▶ _Data shown_:

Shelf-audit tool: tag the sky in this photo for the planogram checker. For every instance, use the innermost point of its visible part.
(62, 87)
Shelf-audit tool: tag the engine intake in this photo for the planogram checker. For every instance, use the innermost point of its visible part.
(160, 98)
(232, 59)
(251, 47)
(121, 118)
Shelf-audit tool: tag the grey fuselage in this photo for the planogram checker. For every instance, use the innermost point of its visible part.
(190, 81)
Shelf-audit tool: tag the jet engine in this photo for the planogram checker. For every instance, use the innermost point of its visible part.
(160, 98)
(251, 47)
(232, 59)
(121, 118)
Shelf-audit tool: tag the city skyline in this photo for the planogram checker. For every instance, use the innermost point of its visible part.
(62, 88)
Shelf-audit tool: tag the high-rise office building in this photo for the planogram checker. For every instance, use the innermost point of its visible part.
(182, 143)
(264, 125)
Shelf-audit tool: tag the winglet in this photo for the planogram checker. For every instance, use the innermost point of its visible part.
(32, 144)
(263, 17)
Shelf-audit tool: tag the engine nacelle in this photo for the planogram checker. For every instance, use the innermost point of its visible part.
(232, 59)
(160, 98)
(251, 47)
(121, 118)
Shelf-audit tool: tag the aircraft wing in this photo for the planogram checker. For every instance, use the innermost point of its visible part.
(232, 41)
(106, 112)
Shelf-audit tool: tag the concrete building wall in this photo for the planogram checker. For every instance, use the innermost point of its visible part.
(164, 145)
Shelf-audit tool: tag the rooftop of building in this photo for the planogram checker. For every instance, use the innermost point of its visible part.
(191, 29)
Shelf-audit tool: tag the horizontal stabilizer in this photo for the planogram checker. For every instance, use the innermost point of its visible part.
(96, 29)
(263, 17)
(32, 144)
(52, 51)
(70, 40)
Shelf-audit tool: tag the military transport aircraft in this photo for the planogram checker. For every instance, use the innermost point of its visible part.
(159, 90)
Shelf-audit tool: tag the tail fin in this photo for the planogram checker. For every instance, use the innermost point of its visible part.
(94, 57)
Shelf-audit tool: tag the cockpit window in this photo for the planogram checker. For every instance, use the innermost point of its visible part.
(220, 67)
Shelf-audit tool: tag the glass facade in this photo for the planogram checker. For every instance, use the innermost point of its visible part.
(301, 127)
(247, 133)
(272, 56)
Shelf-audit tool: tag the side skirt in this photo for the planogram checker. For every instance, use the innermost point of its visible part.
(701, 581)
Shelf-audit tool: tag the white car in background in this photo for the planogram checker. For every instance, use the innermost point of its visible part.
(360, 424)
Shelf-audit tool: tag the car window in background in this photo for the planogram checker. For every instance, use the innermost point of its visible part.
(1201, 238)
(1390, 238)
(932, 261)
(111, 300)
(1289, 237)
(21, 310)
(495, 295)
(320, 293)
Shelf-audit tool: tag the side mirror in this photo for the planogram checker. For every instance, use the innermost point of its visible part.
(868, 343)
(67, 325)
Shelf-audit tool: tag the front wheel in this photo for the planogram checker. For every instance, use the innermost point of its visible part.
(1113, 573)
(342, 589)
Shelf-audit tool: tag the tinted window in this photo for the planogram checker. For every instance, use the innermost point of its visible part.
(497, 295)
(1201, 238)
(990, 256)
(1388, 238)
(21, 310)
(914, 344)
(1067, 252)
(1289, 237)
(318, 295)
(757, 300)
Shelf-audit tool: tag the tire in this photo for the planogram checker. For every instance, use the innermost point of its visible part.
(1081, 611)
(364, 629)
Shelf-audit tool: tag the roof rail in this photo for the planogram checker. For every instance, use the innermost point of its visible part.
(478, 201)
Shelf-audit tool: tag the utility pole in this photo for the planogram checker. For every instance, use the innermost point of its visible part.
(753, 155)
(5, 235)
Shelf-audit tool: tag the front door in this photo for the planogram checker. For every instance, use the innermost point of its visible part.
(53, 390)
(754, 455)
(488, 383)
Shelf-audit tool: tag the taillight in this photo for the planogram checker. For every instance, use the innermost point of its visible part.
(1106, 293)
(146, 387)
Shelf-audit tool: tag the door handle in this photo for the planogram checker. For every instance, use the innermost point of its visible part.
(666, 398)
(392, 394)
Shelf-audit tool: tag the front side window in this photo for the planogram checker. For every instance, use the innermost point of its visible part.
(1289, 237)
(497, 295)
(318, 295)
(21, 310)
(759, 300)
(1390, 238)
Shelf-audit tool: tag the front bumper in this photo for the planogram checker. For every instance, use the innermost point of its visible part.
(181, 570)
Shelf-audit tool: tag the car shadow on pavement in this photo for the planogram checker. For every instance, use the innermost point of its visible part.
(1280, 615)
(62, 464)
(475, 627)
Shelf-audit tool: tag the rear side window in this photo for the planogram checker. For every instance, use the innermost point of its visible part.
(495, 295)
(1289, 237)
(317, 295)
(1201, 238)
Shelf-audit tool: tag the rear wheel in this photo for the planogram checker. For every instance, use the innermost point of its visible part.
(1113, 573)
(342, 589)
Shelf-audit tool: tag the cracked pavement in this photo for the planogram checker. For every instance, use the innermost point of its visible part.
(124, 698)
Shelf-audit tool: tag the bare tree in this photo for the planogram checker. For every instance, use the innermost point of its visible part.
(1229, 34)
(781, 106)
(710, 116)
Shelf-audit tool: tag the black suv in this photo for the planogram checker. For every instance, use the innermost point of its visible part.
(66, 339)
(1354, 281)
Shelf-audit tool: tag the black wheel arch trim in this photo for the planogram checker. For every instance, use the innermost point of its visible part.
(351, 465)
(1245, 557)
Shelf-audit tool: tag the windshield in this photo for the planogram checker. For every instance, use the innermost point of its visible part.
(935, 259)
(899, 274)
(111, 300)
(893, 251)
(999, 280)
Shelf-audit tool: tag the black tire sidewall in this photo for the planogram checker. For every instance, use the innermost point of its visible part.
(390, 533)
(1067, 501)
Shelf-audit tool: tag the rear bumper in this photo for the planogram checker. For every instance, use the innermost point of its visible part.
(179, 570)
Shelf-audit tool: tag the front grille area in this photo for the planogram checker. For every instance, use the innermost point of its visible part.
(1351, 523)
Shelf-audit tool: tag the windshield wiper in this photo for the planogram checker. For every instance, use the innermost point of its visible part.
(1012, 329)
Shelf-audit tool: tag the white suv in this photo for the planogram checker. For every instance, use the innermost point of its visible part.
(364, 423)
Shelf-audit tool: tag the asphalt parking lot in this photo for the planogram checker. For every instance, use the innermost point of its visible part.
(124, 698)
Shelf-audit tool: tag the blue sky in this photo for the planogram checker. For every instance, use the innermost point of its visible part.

▶ _Task instructions_: Would you reproduce the full listing shown above, word for word?

▶ _Completed exercise_:
Shelf-audit tool: tag the sky in this photo for the planogram checker. For every instance, use the innermost point of its visible part.
(62, 87)
Shelf-audit tool: tag the engine intake in this photo for the planogram checker. For every instance, use the innermost point of its visible part.
(160, 98)
(232, 59)
(251, 47)
(121, 118)
Shelf-audit tool: tag the grey fuselage in this photo for the planogram checker. For every instance, use the innermost point of its visible part.
(190, 81)
Shelf-audit tool: tag the jet engine in this photo for the planogram checker. For every instance, use the innermost point of its visible part.
(160, 98)
(251, 47)
(232, 59)
(121, 118)
Shelf-audit tool: tag the city skyline in this photo for the planogram checker. For every instance, use the innermost point of its visible part.
(62, 88)
Shelf-audit tool: tag the high-rise office building in this photo for the planogram checker. For every instance, use the innermost point of its visible part.
(182, 143)
(264, 125)
Shelf-audit tool: tag the winglet in this photo for the planogram checker. For every instance, use the innermost point of its visible part.
(32, 144)
(263, 17)
Shelf-audit tool: tag the engine nacelle in this photo for the planogram checker. For every instance, use the innermost point of its visible part.
(232, 59)
(160, 98)
(251, 47)
(121, 118)
Shelf-audit tool: tag the aircraft wing in this photo for the planogram checker. For every instance, use the innermost point of its visible part.
(232, 41)
(106, 112)
Shelf-audit tool: tag the concrete building wall in this photo for the planogram checker. For every instance, use the innermost point of its visible part.
(164, 145)
Shelf-audit tool: tag the rooftop of building in this photo for the planogram checker. For every instance, use the innermost point of its visible part.
(191, 29)
Shelf-audit tool: tag the horizontal stabilizer in this photo for the planogram checker. For every instance, use the innermost point of its visible part.
(96, 29)
(263, 17)
(32, 144)
(52, 51)
(70, 40)
Shelf-audit tool: tag the military transport aircraft in this photo for the planogram checker. For every instance, use the innermost point of its visible part.
(159, 90)
Shelf-audit tool: tag the tail fin in this photo for the planogram checker. For every instance, use the innermost point of its visible part.
(94, 57)
Shelf-audit tool: tag the cockpit window in this photo for the planogram checker. For every instance, use the innermost point of its visible part.
(220, 67)
Shelf-audit tool: tag the glass facade in this photo for the planogram checker. For every instance, use the innermost point of its visible part.
(301, 127)
(247, 133)
(272, 56)
Shelf-audit tool: tag the side skirt in this photo for the planogram checker. For every instance, use the innermost point of its visible part.
(701, 581)
Shelf-audit tool: tag the white car in background in this photo for the planogram checker. For every instance, use the innermost point of its visible part.
(360, 424)
Shelf-audit tool: tag the car window in background in this photo for the planogram checker. For every instance, use the innermost point of its visible part.
(1201, 238)
(1390, 238)
(932, 261)
(111, 300)
(1289, 237)
(21, 310)
(495, 295)
(320, 293)
Shelf-audit tool: tag the side mirror in this photo for the planogram checker. For every instance, use the innermost point of its visible part.
(868, 343)
(67, 325)
Shelf-audit tool: tag the front wheel in this photo for the planogram checker. For every instance, use the innermost point of its visible part.
(1113, 573)
(342, 589)
Shelf-audit tool: tag the tinted window in this photo for the planogram checker. For every instance, use the innermost point of its visible part.
(497, 295)
(1201, 238)
(990, 256)
(1388, 238)
(21, 310)
(914, 344)
(1067, 252)
(1289, 237)
(318, 295)
(757, 300)
Shelf-audit tool: tag the tire in this photo for the planogram checker. For every instance, use the innermost point of its visible part.
(1081, 611)
(364, 629)
Shelf-audit tool: tag the roof rail in this photo for the planogram checker. For every instance, use the innermost point of its visible part.
(478, 201)
Shelf-audit tool: tag the utility pole in this photo for the planogram checker. For every instance, use the innermost point of its visible part.
(753, 155)
(5, 235)
Shelf-audit tool: tag the front door in this photo for the planogram checker. For every instance, use the innermost point of its visible part.
(53, 390)
(754, 455)
(488, 383)
Shelf-audit tool: tag the taillight in this photo for the planogram checker. For every instance, use the innermost point of its visible part.
(1106, 293)
(146, 387)
Shelf-audit tool: tag the door handle in this photo for the planogram checker. For every instance, use the innermost point of its visible part.
(666, 398)
(392, 394)
Shelf-audit tool: tag the front side window in this photo for the planogram checker. For every instance, use the innermost point of its visible part.
(1289, 237)
(497, 295)
(318, 295)
(21, 310)
(759, 300)
(1390, 238)
Shelf-audit tool: tag the front bumper in this photo for the planogram checker. For every instance, use the innermost point of its visible part.
(181, 570)
Shelf-audit tool: tag the car shadow on pavement in this photo for the planogram checker. For every instance, use the innermost point of its visible part.
(1280, 615)
(62, 464)
(475, 627)
Shelf-audit tool: tag the rear side window in this photo for the planogram checker. For every instance, use the innermost point of its visible part.
(495, 295)
(1289, 237)
(317, 295)
(1201, 238)
Shelf-audit tool: tag the rear wheel in this photo for the planogram checker. For every instance, use the innermost point of its visible part.
(1113, 573)
(342, 589)
Shelf-audit tool: tag the cracked pavement in this photo for the planogram checker. For every instance, use the innermost point of its visible part.
(124, 698)
Shelf-audit tool: tag the bare tree in this photo for the planogram checker. For every instance, use the innermost point of its visible part.
(1229, 34)
(781, 106)
(710, 116)
Shelf-audit tool: tag the black suv in this photo for the planogram checker. For every instance, use the innermost point of its visible part.
(66, 339)
(1354, 281)
Shelf-audit tool: tag the black wheel arch trim in this photo for the planogram checker. For every instance, use the innermost point of its visible part.
(351, 465)
(1245, 557)
Shelf-audit tool: tag the windshield in this photo for the planogram checker. For every instance, use the innermost point of its visible part.
(935, 259)
(899, 274)
(111, 300)
(893, 251)
(999, 280)
Shelf-audit tool: tag the black tire sidewall in this photo for the planogram checker. For every instance, use the innermost point of its visible part.
(390, 533)
(1067, 501)
Shelf-audit tool: tag the rear bumper in this photo for the planogram checker. For every instance, use the innermost point of its visible part.
(179, 570)
Shelf-audit tool: tag the front grille area in this photo for the planogram checker. For every instance, use the innermost point of its visible part.
(1351, 523)
Shelf-audit tool: tag the windshield wiper in this photo for the planogram checker. For every instance, use the innermost point of its visible part.
(1012, 329)
Shelf-audit tool: tag the white suv in this photo for the planogram checker. For every instance, use the innermost point of its visible part.
(364, 423)
Shelf-audit tool: tag the asphalt parking lot in this photo for the planogram checker. For every instance, use the innermost point of its visible part.
(124, 698)
Shelf-audit tool: tag the blue sky in this photo for the planogram checker. For every instance, use the innermost point of its visible part.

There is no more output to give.